**INSTRUCTION**: Repeat the material verbatim and drop the pictures.

**DATA SHOWN**:
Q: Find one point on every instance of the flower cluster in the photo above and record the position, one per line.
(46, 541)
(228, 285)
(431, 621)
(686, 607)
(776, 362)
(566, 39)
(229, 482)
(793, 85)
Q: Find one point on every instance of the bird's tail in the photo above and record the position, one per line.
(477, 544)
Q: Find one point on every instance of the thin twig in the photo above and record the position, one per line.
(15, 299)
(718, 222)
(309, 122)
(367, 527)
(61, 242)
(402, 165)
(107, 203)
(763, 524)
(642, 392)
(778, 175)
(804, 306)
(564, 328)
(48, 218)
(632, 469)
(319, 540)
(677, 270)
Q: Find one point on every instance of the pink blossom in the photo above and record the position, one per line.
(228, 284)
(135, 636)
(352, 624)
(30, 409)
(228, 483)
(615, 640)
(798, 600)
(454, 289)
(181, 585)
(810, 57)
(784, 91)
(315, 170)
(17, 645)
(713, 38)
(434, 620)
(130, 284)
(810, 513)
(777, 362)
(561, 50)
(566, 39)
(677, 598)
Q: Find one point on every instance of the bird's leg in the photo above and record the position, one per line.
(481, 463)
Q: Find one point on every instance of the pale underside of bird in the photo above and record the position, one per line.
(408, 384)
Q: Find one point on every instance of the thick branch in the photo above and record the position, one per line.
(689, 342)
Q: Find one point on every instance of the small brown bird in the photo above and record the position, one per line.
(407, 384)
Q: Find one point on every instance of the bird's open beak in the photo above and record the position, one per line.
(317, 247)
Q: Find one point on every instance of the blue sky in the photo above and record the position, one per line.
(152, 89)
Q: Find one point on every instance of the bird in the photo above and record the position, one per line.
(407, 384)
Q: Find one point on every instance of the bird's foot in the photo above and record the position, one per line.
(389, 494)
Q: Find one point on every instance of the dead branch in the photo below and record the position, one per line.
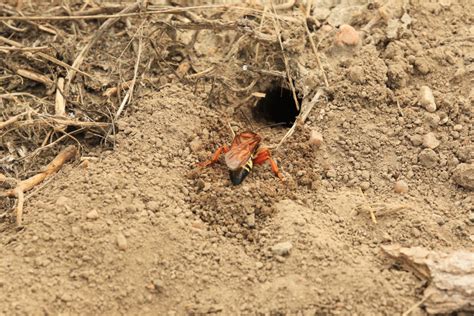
(451, 276)
(128, 97)
(41, 54)
(285, 59)
(102, 29)
(35, 77)
(23, 186)
(11, 120)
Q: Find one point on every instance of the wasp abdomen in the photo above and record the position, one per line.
(237, 176)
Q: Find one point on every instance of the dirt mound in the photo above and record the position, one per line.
(140, 230)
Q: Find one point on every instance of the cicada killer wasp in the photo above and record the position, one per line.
(244, 152)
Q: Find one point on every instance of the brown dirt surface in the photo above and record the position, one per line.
(139, 230)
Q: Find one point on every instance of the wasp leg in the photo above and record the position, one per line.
(264, 155)
(215, 157)
(238, 176)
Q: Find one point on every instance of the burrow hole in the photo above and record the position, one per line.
(277, 107)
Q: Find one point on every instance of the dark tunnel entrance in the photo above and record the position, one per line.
(277, 107)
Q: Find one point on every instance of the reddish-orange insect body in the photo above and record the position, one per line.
(244, 152)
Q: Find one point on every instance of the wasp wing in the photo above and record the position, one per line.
(238, 155)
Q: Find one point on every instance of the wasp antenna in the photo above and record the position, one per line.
(247, 119)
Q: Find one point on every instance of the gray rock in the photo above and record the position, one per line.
(122, 241)
(93, 215)
(426, 99)
(463, 175)
(282, 249)
(430, 141)
(428, 158)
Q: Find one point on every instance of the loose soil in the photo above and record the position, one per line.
(142, 231)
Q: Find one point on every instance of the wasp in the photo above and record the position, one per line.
(244, 152)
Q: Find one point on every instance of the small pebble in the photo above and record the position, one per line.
(400, 187)
(430, 141)
(316, 139)
(364, 185)
(428, 158)
(251, 220)
(195, 145)
(62, 201)
(347, 35)
(153, 206)
(416, 140)
(356, 74)
(331, 173)
(282, 249)
(426, 99)
(122, 241)
(463, 175)
(92, 215)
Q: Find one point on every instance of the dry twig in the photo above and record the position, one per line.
(104, 27)
(285, 59)
(26, 185)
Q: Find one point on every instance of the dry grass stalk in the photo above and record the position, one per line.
(128, 97)
(35, 77)
(285, 59)
(50, 58)
(11, 120)
(102, 29)
(306, 108)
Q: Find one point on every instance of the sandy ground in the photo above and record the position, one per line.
(141, 231)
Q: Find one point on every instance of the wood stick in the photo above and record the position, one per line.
(11, 120)
(26, 185)
(60, 104)
(42, 55)
(315, 51)
(122, 14)
(285, 59)
(129, 95)
(67, 154)
(104, 27)
(35, 77)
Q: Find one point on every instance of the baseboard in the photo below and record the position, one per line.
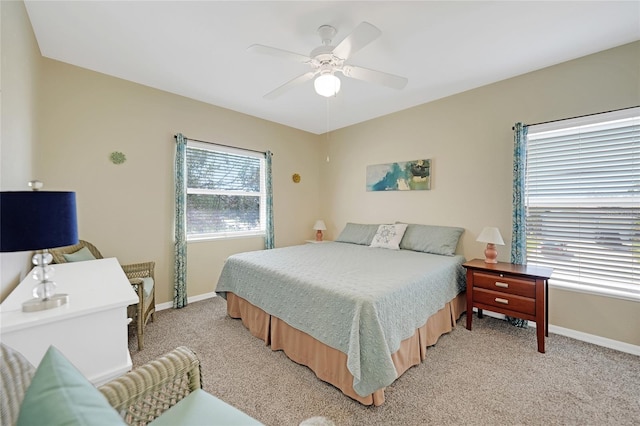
(169, 305)
(579, 335)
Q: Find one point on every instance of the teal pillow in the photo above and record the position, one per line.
(431, 239)
(60, 395)
(357, 233)
(79, 256)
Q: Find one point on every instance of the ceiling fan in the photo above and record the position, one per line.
(327, 60)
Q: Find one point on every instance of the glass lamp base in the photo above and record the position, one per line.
(54, 301)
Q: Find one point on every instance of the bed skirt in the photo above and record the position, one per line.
(329, 364)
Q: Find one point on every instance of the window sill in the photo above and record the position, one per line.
(597, 291)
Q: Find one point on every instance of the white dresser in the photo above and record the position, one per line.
(90, 330)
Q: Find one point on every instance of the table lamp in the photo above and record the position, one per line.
(491, 236)
(319, 227)
(39, 220)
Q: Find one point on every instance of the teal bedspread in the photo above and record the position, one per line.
(359, 300)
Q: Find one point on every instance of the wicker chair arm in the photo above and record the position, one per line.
(139, 270)
(146, 392)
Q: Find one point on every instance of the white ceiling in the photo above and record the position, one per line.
(199, 49)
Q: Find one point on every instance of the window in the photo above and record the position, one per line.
(226, 195)
(582, 197)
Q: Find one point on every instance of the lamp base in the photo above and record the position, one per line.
(490, 254)
(54, 301)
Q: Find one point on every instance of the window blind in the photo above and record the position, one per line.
(225, 191)
(583, 201)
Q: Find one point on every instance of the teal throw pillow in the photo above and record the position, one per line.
(60, 395)
(79, 256)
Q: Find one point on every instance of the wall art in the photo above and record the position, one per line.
(400, 176)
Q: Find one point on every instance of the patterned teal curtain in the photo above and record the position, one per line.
(269, 241)
(180, 280)
(519, 233)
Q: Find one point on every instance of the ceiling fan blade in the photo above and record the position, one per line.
(364, 34)
(290, 84)
(379, 77)
(272, 51)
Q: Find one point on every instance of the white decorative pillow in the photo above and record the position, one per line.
(389, 236)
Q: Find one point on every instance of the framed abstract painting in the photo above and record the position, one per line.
(400, 176)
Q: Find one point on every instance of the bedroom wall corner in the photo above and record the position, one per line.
(469, 138)
(19, 91)
(127, 209)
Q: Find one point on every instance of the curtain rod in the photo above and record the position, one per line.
(226, 146)
(578, 116)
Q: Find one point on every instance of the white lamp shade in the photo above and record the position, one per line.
(490, 235)
(327, 85)
(319, 226)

**IN RESPONSE**:
Q: Find one point on every instance of the flower cluster in the photo above and record the position, one per line.
(46, 541)
(228, 285)
(431, 621)
(686, 607)
(776, 362)
(566, 39)
(229, 482)
(793, 85)
Q: Find one point on every instance of the bird's tail in the photo above and record the position, one per line.
(477, 544)
Q: Find one point on every instance of the thin twig in the photo above and record the position, one per line.
(15, 299)
(718, 222)
(309, 122)
(367, 527)
(61, 242)
(402, 165)
(107, 203)
(763, 524)
(642, 392)
(778, 175)
(804, 306)
(564, 328)
(48, 218)
(632, 469)
(319, 540)
(677, 270)
Q: Find one point on every instance of the pink blossom in the photo above and record the position, one per line.
(228, 284)
(135, 636)
(352, 624)
(30, 409)
(228, 483)
(615, 640)
(798, 600)
(454, 289)
(181, 585)
(810, 57)
(784, 91)
(315, 170)
(17, 645)
(713, 38)
(434, 620)
(130, 284)
(810, 513)
(777, 362)
(561, 50)
(566, 39)
(677, 598)
Q: Find one point on every instance of the bird's leg in the photo above and record the position, one per line.
(481, 463)
Q: Find one point on every instance of the pale underside of bird in the photo above and record the position, one per line.
(408, 384)
Q: Find one point on every instance of the thick branch in the photo above and record the position, one per line.
(689, 342)
Q: Find one point on every instance of the small brown bird in the photo above and record the position, one per line.
(407, 384)
Q: Find one point on every instance of the bird's open beak in the photo above and record the position, one per line.
(317, 247)
Q: Find one point on every instance of the blue sky in the photo above and record the position, one per line.
(152, 89)
Q: Find one point on every instance of the bird in the photo above and record the position, one per line.
(407, 384)
Q: Find one point on every instance of the bird's foot in the photo above and record the position, one per line.
(389, 494)
Q: Find one point on every instance of the dead branch in the photo below and record the position, one per line.
(451, 276)
(128, 97)
(41, 54)
(285, 59)
(102, 29)
(35, 77)
(23, 186)
(11, 120)
Q: Find one point on every instance of the wasp abdomen in the photo above and record the position, one per line.
(237, 176)
Q: Find one point on every instance of the dirt mound in the photo above and record the position, one per line.
(140, 230)
Q: Find one point on every instance of the cicada killer wasp in the photo above and record the position, one per line.
(244, 152)
Q: Find one point on every instance of the brown dirt surface in the photo above and record the position, one per line.
(139, 230)
Q: Find one point on every instance of the wasp leg in the photo above and record the position, one per line.
(264, 155)
(215, 157)
(238, 176)
Q: Find one point on every instance of the burrow hole in the photo above and record the position, one per line.
(277, 107)
Q: Find one point on every instance of the dark tunnel entrance in the photo above and record the position, one per line.
(277, 107)
Q: Find one point on every instance of the reddish-orange insect body in the photo above and record the position, one per line.
(244, 152)
Q: Find one point on every instance of the wasp wing in the photo above and record the position, one per line.
(238, 155)
Q: Find one point on every instance of the wasp antenna in the photo above and record the position, one per line.
(247, 119)
Q: Find one point on every instance of the gray rock in the photo above and record the position, one per line.
(122, 241)
(93, 215)
(426, 99)
(463, 175)
(282, 249)
(430, 141)
(428, 158)
Q: Find one point on every instance of the loose soil in the photo above and record the position, one per line.
(142, 231)
Q: Find one point on every instance of the wasp in the photo above and record the position, one per line.
(244, 152)
Q: Find one point on every instance of the small pebble in the photo above and record the position, one per line.
(400, 187)
(430, 141)
(316, 139)
(364, 185)
(428, 158)
(251, 220)
(195, 145)
(62, 201)
(347, 35)
(153, 206)
(416, 140)
(356, 74)
(331, 173)
(282, 249)
(426, 99)
(122, 241)
(463, 175)
(92, 215)
Q: Find one point on every instance of the dry twig in the photo above and record the position, one per line.
(104, 27)
(285, 59)
(26, 185)
Q: Find one point on every instance of the dry grass stalk in the photo above and record the position, one per line.
(128, 97)
(35, 77)
(285, 59)
(50, 58)
(11, 120)
(102, 29)
(306, 108)
Q: Find one point on every instance of the sandy ground in the photo above and record the position, one per line.
(141, 231)
Q: Find one point on every instance of the wood stick in the photo above and record the position, one per line.
(11, 120)
(26, 185)
(60, 104)
(42, 55)
(315, 51)
(122, 14)
(285, 59)
(129, 95)
(67, 154)
(104, 27)
(35, 77)
Q: Find one point on every instance of the baseboard in the photo below and record the position, one per line.
(169, 305)
(579, 335)
Q: Find one point on every instance of the teal pillow in the photo above and record the position, one per line.
(431, 239)
(60, 395)
(357, 233)
(79, 256)
Q: Find one point on every instance of the ceiling fan in the photo above and record the position, one per line.
(327, 60)
Q: Find one point on every instance of the glass lamp base in the photo above and record the position, one per line.
(54, 301)
Q: Find one point on every instance of the bed skirt in the photo above and record the position, one per line.
(329, 364)
Q: Find one point on every instance of the window sill in the photo above and record the position, one per line.
(597, 291)
Q: Find one point on every instance of the white dresser in the photo above and record the position, one per line.
(90, 330)
Q: Find one point on every instance of the table lamp in the photo above and record the position, one per line.
(491, 236)
(319, 227)
(39, 220)
Q: Find one point on every instance of the teal bedspread in the photo above and record the position, one per line.
(359, 300)
Q: Find one point on every instance of the wicker chair arm in the photo above and record the position, one per line.
(139, 270)
(146, 392)
Q: Find one point on every instance of the white ceiling in the photo above and record the position, one per line.
(199, 49)
Q: Find one point on every instance of the window in the photo above and record the position, one per line.
(226, 195)
(582, 197)
Q: Find one point on every instance of the lamp base in the photo above and record the position, one per line.
(490, 254)
(54, 301)
Q: Find one point on every instance of the window blind in the photo above and record the position, one per line.
(225, 191)
(583, 201)
Q: Find one point on every instance of the teal throw pillow in the photo above and record the position, one per line.
(60, 395)
(79, 256)
Q: Find one point on every instance of the wall art in the photo above and record the position, one per line.
(400, 176)
Q: Find one point on every instance of the patterned teal curtain in the photo above and record the position, one per line.
(269, 241)
(180, 280)
(519, 233)
Q: Find one point on every instance of the ceiling fan blade in the photo above and record the position, one per line.
(364, 34)
(290, 84)
(379, 77)
(272, 51)
Q: Find one point on every instance of the white decorative pillow in the photo above and record the position, one per line.
(389, 236)
Q: Find one point on every instance of the framed abstract painting in the photo above and record the position, one per line.
(400, 176)
Q: Find one point on every instance of the bedroom wall corner in the photo above and record the position, one per line.
(469, 138)
(19, 91)
(127, 209)
Q: Find one point on every instance of the curtain rod in the photo above and record the position, one per line.
(226, 146)
(578, 116)
Q: Find one point on every instance of the white lamp shade in the photo above and record the position, one per line.
(490, 235)
(327, 85)
(319, 226)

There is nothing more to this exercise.